TRAVAIL À FAIRE ▸
#1 D'après le texte sur la valeur nutritionnelle des aliments, sur quoi les experts recommandent-ils de se concentrer au lieu de compter les calories ?
#2 Reprenez le texte sur la valeur nutritionnelle des aliments à la suite de sa dernière phrase.

TEXTE À LIRE ▸
'''
La valeur nutritionnelle importe plus que le nombre de calories ingérées

Les experts le confirment : pour améliorer la santé du coeur et lutter contre l'obésité, il est temps d'oublier une bonne fois pour toutes le comptage des calories pour se focaliser sur la valeur nutritionnelle réelle des aliments.

La valeur nutritionnelle importe plus que le nombre de calories ingérées
©Goran Bogicevic/shutterstock.com
Relaxnews

Les experts le confirment : pour améliorer la santé du coeur et lutter contre l'obésité, il est temps d'oublier une bonne fois pour toutes le comptage des calories pour se focaliser sur la valeur nutritionnelle réelle des aliments.
'''
EXTRAIT DE DONNÉES ▸
'''
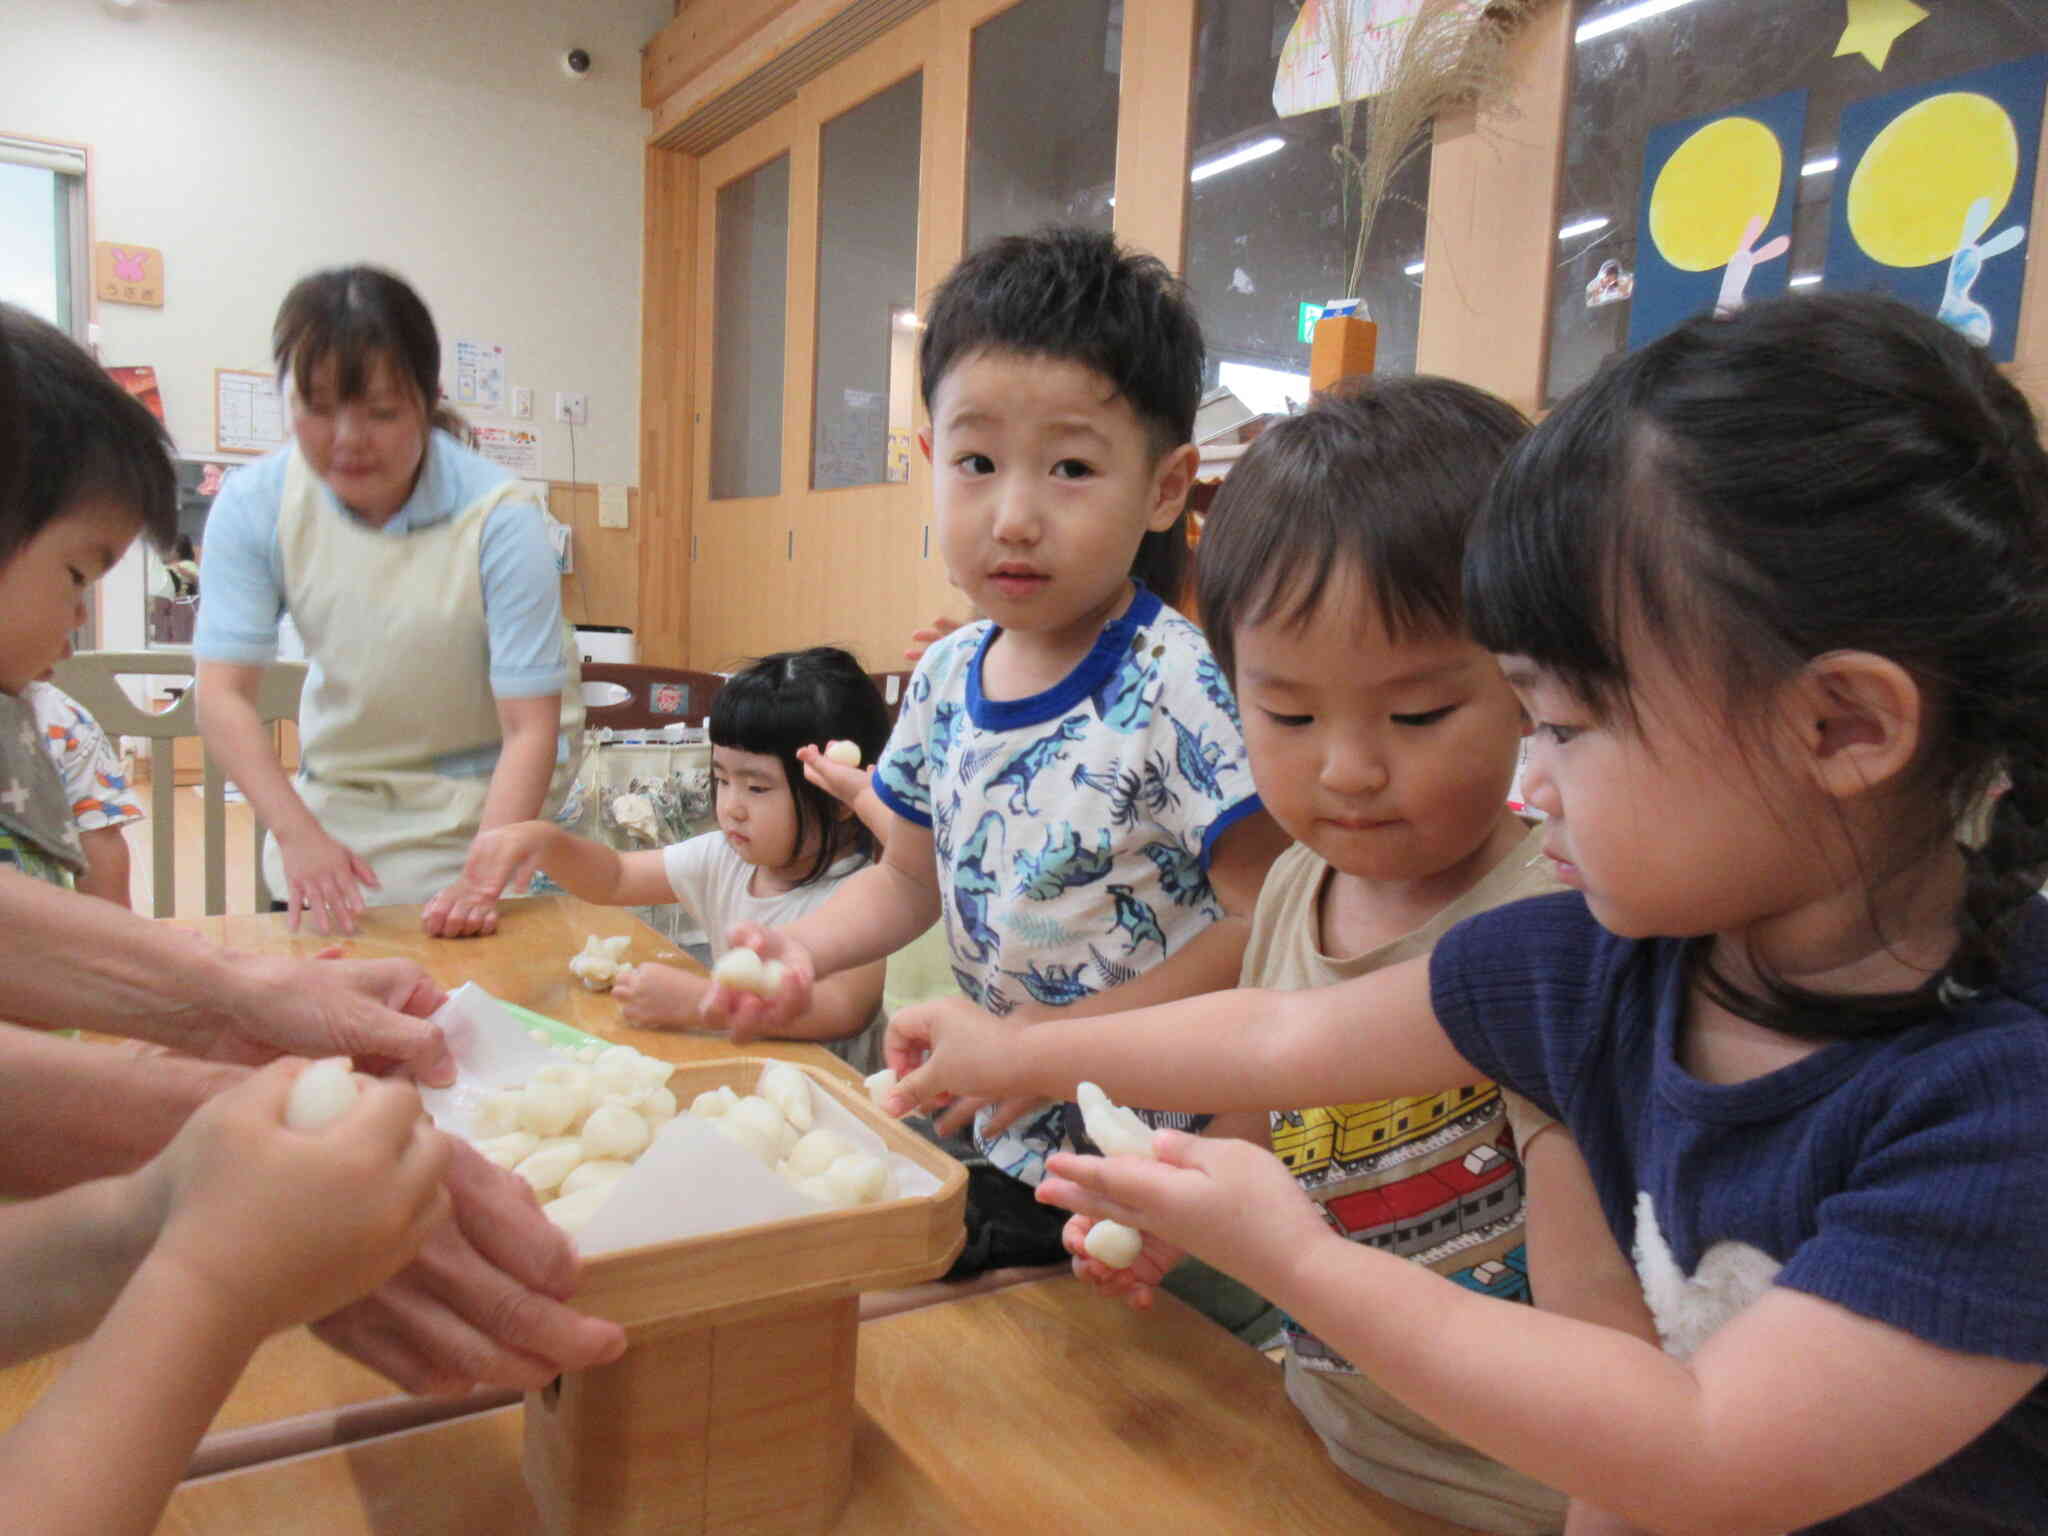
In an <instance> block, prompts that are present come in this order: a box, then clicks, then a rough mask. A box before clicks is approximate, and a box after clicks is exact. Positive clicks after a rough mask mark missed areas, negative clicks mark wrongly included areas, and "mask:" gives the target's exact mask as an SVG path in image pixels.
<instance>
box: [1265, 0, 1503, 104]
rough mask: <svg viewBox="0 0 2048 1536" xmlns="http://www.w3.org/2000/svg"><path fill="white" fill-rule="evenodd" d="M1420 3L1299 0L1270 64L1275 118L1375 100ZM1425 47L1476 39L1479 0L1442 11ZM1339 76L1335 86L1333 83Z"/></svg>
mask: <svg viewBox="0 0 2048 1536" xmlns="http://www.w3.org/2000/svg"><path fill="white" fill-rule="evenodd" d="M1421 4H1423V0H1303V6H1300V10H1296V12H1294V25H1292V27H1290V29H1288V35H1286V41H1284V43H1282V45H1280V59H1278V61H1276V63H1274V115H1276V117H1298V115H1300V113H1317V111H1321V109H1325V106H1337V104H1339V102H1346V100H1364V98H1366V96H1378V94H1380V92H1382V90H1384V88H1386V82H1389V80H1391V78H1393V74H1395V70H1399V68H1401V63H1403V47H1405V45H1407V39H1409V33H1411V31H1413V29H1415V18H1417V12H1419V10H1421ZM1436 10H1438V14H1436V16H1434V20H1432V25H1430V33H1427V35H1425V41H1427V45H1430V47H1432V49H1436V47H1442V49H1444V51H1446V53H1448V51H1452V49H1456V47H1460V45H1462V37H1464V35H1466V33H1473V35H1477V33H1479V25H1481V23H1483V20H1485V16H1487V4H1485V0H1448V4H1440V6H1438V8H1436ZM1339 74H1341V76H1343V78H1341V82H1339V78H1337V76H1339Z"/></svg>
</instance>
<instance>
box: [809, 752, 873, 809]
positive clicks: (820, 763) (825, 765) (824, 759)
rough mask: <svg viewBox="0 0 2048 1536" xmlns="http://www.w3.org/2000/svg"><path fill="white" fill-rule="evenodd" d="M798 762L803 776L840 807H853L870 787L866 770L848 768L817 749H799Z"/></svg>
mask: <svg viewBox="0 0 2048 1536" xmlns="http://www.w3.org/2000/svg"><path fill="white" fill-rule="evenodd" d="M797 762H801V764H803V776H805V778H809V780H811V782H813V784H817V786H819V788H821V791H825V793H827V795H829V797H831V799H836V801H838V803H840V805H846V807H852V805H854V801H858V799H860V793H862V791H864V788H866V786H868V770H866V768H848V766H846V764H844V762H834V760H831V758H827V756H825V754H823V752H819V750H817V748H811V745H803V748H797Z"/></svg>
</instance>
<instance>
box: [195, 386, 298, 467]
mask: <svg viewBox="0 0 2048 1536" xmlns="http://www.w3.org/2000/svg"><path fill="white" fill-rule="evenodd" d="M283 446H285V397H283V395H281V393H279V391H276V379H272V377H270V375H268V373H258V371H256V369H215V371H213V449H215V451H217V453H270V449H283Z"/></svg>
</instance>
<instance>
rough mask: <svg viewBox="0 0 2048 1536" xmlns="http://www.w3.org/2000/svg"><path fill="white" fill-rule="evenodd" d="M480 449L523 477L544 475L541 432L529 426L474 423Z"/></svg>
mask: <svg viewBox="0 0 2048 1536" xmlns="http://www.w3.org/2000/svg"><path fill="white" fill-rule="evenodd" d="M471 430H473V432H475V434H477V444H475V446H477V453H481V455H483V457H485V459H489V461H492V463H494V465H504V467H506V469H510V471H512V473H514V475H518V477H520V479H541V434H539V432H535V430H532V428H526V426H473V428H471Z"/></svg>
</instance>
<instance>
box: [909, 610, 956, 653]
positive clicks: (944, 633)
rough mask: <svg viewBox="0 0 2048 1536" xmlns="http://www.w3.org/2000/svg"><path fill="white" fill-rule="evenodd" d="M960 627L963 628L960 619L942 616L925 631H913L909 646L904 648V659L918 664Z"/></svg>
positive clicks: (909, 633) (942, 615) (914, 629)
mask: <svg viewBox="0 0 2048 1536" xmlns="http://www.w3.org/2000/svg"><path fill="white" fill-rule="evenodd" d="M958 627H961V621H958V618H946V614H940V616H938V618H934V621H932V623H930V625H926V627H924V629H913V631H911V633H909V645H907V647H903V659H905V662H918V659H920V657H924V653H926V651H930V649H932V647H934V645H936V643H938V641H942V639H946V635H950V633H952V631H956V629H958Z"/></svg>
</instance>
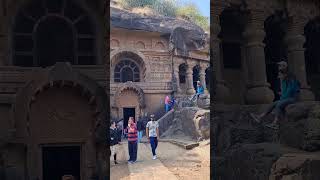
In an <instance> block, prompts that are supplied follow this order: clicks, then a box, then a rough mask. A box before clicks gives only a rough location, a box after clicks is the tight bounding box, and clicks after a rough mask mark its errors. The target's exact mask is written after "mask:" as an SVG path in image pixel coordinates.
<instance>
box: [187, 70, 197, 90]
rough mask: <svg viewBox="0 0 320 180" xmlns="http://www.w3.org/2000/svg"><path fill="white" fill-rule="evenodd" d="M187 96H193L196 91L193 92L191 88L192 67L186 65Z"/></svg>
mask: <svg viewBox="0 0 320 180" xmlns="http://www.w3.org/2000/svg"><path fill="white" fill-rule="evenodd" d="M187 85H188V87H187V94H189V95H191V94H194V93H195V92H196V91H195V90H194V87H193V70H192V66H191V65H188V69H187Z"/></svg>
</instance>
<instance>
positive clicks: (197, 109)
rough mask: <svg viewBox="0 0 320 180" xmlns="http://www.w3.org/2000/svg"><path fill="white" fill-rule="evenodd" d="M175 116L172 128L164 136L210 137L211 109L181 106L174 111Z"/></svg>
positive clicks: (182, 136)
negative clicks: (210, 114) (210, 115)
mask: <svg viewBox="0 0 320 180" xmlns="http://www.w3.org/2000/svg"><path fill="white" fill-rule="evenodd" d="M173 118H174V119H173V121H172V124H171V126H170V128H169V129H168V130H167V131H165V132H164V133H163V134H162V137H167V138H173V137H176V138H181V137H189V138H190V139H193V140H199V139H208V138H210V110H204V109H201V108H197V107H184V108H181V109H180V108H179V109H177V110H176V111H175V112H174V117H173ZM167 127H168V126H167Z"/></svg>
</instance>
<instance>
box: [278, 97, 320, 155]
mask: <svg viewBox="0 0 320 180" xmlns="http://www.w3.org/2000/svg"><path fill="white" fill-rule="evenodd" d="M286 110H287V115H286V119H285V121H284V122H283V123H282V125H281V127H280V142H281V143H283V144H287V145H288V146H291V147H295V148H299V149H303V150H306V151H319V150H320V104H319V103H314V102H309V103H298V104H294V105H290V106H288V107H287V109H286Z"/></svg>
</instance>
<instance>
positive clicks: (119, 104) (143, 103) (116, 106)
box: [115, 82, 145, 108]
mask: <svg viewBox="0 0 320 180" xmlns="http://www.w3.org/2000/svg"><path fill="white" fill-rule="evenodd" d="M125 90H132V91H134V92H136V93H137V95H138V101H139V107H140V108H144V107H145V99H144V92H143V90H142V89H141V88H140V87H139V86H137V85H136V84H134V83H133V82H126V83H124V84H123V85H122V86H121V87H119V88H118V90H117V91H116V94H115V105H116V107H119V106H120V102H119V97H120V96H121V94H122V93H123V92H124V91H125Z"/></svg>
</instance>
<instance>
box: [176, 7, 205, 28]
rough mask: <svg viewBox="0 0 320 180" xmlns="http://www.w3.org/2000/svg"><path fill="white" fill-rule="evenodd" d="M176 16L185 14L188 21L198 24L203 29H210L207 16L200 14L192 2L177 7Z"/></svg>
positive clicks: (178, 15) (198, 10) (181, 15)
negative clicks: (203, 15)
mask: <svg viewBox="0 0 320 180" xmlns="http://www.w3.org/2000/svg"><path fill="white" fill-rule="evenodd" d="M176 15H177V16H186V17H188V18H189V19H190V21H192V22H194V23H195V24H197V25H198V26H200V27H201V28H202V29H204V30H205V31H208V32H209V31H210V25H209V18H208V17H205V16H202V15H201V14H200V11H199V9H197V7H196V6H195V5H194V4H191V3H190V4H187V5H183V6H180V7H178V8H177V12H176Z"/></svg>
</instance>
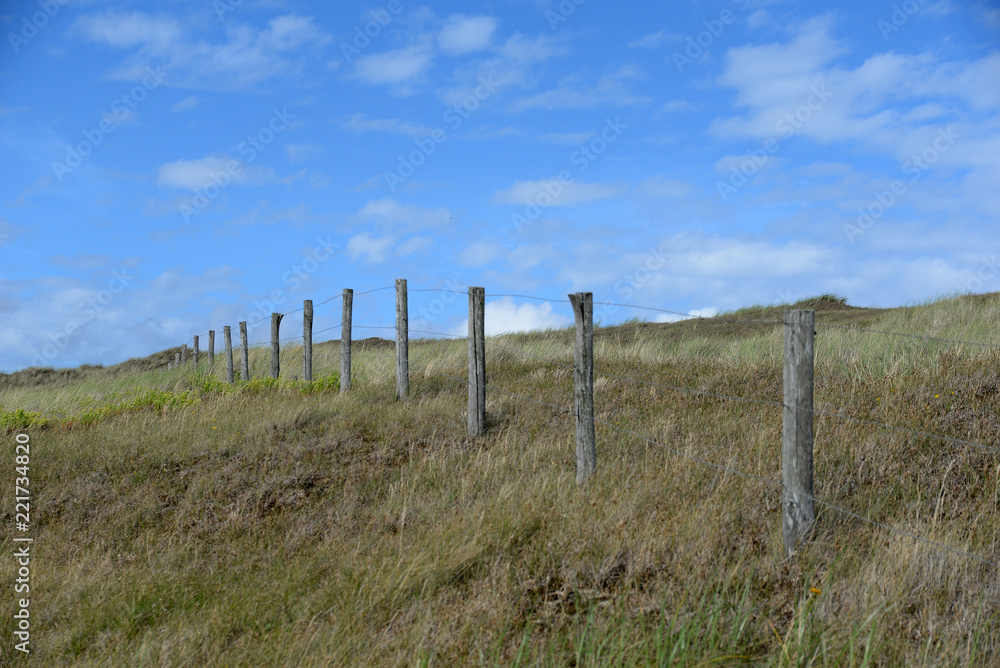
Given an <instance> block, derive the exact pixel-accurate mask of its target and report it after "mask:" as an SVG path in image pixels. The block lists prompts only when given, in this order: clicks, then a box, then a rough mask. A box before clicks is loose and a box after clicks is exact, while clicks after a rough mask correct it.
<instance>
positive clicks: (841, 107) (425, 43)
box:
'''
RÉPONSES PAR CONSIGNE ▸
#1 Sur la valeur nutritionnelle réelle des aliments.

#2
De simples ajustements alimentaires (consommation accrue d'omega 3, d'huile d'olive et de noix) sont associés à une amélioration significative et rapide de la santé du coeur, expliquent les chercheurs dans un éditorial de la revue Open Heart. Selon ce texte signé par le docteur Aseem Malhotra, le docteur James DiNicolantonio et le professeur Simon Capewell, en dépit des preuves scientifiques, les cliniciens se rangent souvent du côté des industriels et de l'industrie de l'amaigrissement, qui s’en remettent au comptage des calories.

La consommation quotidienne d'une boisson sucrée -- qui contient autour de 150 calories -- est reliée à un risque significatif de diabète de type 2. La consommation d'une poignée de noix (30 grammes de noix, 15 grammes d'amandes ou 15 grammes de noisettes) est associée à une réduction significative des problèmes cardiaques. Il en va de même pour la consommation de 4 cuillerées à café d'huile d'olive extra vierge, même si les 500 calories d'une telle quantité d'huile en font tiquer certains.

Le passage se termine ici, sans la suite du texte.